• [Written exercise]:
Reproduce, unchanged, the lines of the material between the line holding "task: draw the outline of each instance of the <item>military" and the line holding "[[[141,100],[139,98],[136,98],[136,102],[135,104],[141,104]]]", inclusive, and nothing more.

• [Provided entries]:
____________
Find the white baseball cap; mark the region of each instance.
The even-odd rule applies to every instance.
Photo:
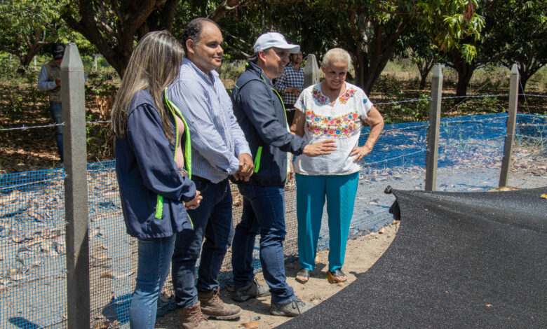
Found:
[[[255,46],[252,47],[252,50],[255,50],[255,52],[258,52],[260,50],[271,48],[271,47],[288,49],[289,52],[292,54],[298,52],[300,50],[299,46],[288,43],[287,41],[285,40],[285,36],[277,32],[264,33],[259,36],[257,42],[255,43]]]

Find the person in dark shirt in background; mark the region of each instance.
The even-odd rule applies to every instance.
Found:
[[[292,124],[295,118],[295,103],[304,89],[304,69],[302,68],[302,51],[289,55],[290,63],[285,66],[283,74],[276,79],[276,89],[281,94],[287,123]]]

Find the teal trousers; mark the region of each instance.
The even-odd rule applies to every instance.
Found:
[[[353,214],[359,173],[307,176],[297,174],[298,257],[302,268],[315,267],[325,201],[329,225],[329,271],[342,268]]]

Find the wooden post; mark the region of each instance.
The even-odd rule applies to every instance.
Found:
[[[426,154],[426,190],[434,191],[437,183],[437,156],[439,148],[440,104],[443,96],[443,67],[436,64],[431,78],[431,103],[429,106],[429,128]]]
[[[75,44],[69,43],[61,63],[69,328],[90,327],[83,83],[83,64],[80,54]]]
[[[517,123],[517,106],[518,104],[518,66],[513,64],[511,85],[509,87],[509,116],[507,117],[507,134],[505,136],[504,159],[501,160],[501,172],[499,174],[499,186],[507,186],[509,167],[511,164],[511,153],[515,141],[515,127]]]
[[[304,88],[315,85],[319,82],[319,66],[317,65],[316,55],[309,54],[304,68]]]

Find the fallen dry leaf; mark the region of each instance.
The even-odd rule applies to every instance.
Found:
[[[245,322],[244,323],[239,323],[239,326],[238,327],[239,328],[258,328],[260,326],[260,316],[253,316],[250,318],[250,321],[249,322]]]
____________
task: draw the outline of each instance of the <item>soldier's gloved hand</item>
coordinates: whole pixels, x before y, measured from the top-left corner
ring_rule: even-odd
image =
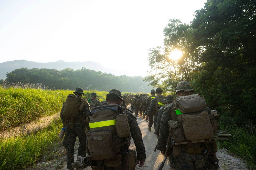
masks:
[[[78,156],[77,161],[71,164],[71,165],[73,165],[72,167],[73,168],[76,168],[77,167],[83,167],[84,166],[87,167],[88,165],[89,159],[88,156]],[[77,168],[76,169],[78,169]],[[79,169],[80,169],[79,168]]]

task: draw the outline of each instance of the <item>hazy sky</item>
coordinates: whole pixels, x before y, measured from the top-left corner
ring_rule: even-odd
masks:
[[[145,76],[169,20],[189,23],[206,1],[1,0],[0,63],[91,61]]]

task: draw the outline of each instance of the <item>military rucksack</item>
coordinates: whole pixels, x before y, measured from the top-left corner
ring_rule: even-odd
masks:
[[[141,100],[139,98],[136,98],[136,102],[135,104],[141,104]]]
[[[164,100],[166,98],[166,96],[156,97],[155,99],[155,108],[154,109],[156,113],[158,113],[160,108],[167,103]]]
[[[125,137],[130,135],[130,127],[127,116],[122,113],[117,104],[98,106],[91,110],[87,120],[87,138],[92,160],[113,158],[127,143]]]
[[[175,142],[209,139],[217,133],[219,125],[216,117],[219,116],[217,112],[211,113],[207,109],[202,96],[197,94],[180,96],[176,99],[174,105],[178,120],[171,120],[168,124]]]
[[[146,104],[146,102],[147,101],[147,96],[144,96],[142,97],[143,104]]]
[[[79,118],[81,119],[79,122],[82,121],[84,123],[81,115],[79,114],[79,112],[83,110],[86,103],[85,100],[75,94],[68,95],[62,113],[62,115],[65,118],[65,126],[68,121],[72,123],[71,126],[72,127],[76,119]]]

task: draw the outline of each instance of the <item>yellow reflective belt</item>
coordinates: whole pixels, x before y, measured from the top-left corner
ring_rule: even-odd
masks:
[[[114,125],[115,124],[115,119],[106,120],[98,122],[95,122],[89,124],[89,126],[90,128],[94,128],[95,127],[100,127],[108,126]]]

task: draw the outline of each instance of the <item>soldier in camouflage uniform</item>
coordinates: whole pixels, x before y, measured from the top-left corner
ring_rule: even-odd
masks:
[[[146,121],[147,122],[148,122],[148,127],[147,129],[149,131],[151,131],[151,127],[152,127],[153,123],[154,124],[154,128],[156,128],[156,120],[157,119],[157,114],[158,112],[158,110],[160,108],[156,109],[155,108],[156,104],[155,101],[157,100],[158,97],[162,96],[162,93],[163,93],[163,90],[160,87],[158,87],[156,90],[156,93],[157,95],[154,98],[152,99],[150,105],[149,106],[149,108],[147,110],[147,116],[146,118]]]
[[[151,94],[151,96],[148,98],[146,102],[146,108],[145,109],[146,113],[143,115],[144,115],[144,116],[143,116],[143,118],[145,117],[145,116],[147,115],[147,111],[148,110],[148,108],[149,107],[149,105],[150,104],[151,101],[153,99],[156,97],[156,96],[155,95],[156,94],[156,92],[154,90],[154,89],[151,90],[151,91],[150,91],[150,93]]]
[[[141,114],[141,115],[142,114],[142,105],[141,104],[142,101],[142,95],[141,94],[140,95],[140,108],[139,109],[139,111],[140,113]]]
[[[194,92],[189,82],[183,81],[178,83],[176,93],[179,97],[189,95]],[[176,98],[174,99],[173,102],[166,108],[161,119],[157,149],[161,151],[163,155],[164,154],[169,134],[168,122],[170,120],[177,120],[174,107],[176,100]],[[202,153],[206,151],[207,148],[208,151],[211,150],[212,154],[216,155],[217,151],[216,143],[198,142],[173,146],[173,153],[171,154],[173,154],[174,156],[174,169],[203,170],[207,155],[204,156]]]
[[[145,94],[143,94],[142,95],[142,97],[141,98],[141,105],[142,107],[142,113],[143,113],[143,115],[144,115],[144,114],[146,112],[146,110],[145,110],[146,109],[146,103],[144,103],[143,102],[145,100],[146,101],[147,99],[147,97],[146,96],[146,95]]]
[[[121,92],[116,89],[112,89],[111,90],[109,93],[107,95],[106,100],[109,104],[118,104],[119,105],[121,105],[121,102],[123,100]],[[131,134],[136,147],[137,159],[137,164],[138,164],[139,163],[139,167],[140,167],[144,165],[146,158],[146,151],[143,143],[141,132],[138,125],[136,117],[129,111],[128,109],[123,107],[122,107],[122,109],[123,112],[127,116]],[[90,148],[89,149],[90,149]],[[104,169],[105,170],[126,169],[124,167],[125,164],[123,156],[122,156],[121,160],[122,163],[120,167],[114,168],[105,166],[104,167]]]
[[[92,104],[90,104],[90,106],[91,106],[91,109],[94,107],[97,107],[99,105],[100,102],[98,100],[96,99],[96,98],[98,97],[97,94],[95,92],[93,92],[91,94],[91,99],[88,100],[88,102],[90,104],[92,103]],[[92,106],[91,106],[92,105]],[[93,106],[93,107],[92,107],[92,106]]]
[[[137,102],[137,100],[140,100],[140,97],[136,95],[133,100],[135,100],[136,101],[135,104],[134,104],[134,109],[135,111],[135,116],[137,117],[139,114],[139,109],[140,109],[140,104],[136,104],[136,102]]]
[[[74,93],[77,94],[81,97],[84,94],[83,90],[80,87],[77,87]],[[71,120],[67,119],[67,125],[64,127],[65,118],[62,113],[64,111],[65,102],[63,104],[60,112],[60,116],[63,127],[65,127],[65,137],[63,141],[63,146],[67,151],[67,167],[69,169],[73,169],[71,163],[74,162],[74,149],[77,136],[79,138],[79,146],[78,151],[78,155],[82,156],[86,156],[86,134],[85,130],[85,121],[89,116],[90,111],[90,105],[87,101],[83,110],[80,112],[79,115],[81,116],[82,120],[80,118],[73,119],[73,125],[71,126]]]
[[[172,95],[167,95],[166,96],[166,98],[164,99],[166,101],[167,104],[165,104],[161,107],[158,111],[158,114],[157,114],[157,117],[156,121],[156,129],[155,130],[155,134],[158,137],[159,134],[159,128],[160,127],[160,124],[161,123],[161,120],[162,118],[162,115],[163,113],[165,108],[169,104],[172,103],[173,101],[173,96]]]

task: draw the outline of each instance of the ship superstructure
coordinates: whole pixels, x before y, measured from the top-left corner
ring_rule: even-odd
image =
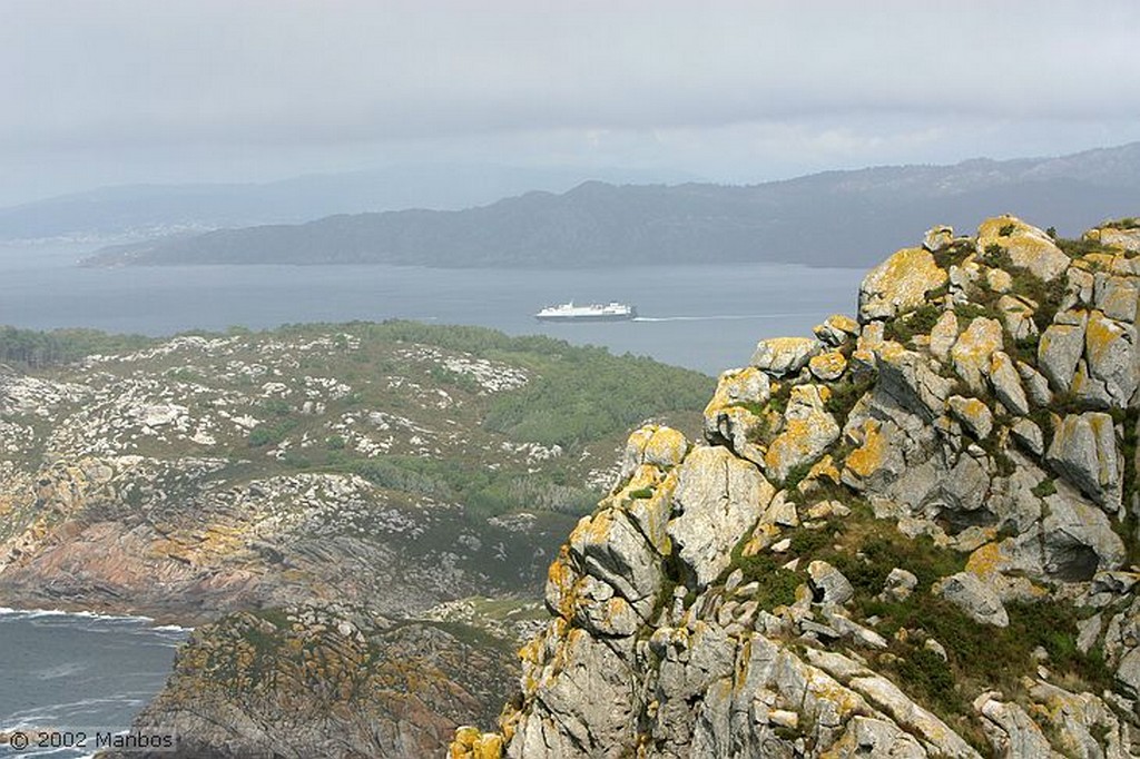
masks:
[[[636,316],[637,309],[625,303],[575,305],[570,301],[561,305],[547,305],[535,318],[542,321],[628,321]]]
____________
• [Task response]:
task: draw the outline of each instance of the <item>military rucksack</item>
coordinates: whole pixels, x before y, measured from the top-left corner
ring_rule: even-odd
masks:
[[[141,100],[139,98],[136,98],[136,102],[135,104],[141,104]]]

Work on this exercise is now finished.